[begin Provided entries]

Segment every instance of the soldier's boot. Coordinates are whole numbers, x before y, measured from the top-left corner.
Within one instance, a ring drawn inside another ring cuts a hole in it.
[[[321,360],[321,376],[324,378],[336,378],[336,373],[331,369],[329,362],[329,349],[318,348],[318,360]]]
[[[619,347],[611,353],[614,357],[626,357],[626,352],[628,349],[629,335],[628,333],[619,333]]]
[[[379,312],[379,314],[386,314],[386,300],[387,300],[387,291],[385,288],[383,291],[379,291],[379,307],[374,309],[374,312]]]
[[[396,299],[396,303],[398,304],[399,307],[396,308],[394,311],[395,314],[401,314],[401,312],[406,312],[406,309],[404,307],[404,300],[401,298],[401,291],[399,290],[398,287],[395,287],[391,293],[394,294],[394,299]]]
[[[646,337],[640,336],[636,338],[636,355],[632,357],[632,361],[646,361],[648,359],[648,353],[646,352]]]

[end Provided entries]

*What is being asked:* Return each line of the items above without any change, character for character.

*Written solution:*
Segment every instance of the soldier's boot. Coordinates are whole numbers, x before y, measured from the top-left corner.
Within one instance, a ring drawn inside another ring cuts a hole in it.
[[[321,360],[321,376],[324,378],[336,378],[336,373],[331,369],[329,362],[329,349],[318,348],[318,360]]]
[[[619,347],[611,353],[614,357],[626,357],[626,352],[628,349],[629,335],[628,333],[619,333]]]
[[[379,312],[379,314],[386,314],[386,300],[387,300],[387,291],[385,288],[383,291],[379,291],[379,307],[374,309],[374,312]]]
[[[396,299],[396,303],[398,304],[399,307],[396,308],[394,311],[395,314],[401,314],[401,312],[406,312],[406,309],[404,307],[404,300],[401,298],[401,291],[399,290],[398,287],[395,287],[391,293],[394,294],[394,299]]]
[[[646,337],[640,336],[636,338],[636,355],[632,357],[632,361],[646,361],[648,359],[648,353],[646,352]]]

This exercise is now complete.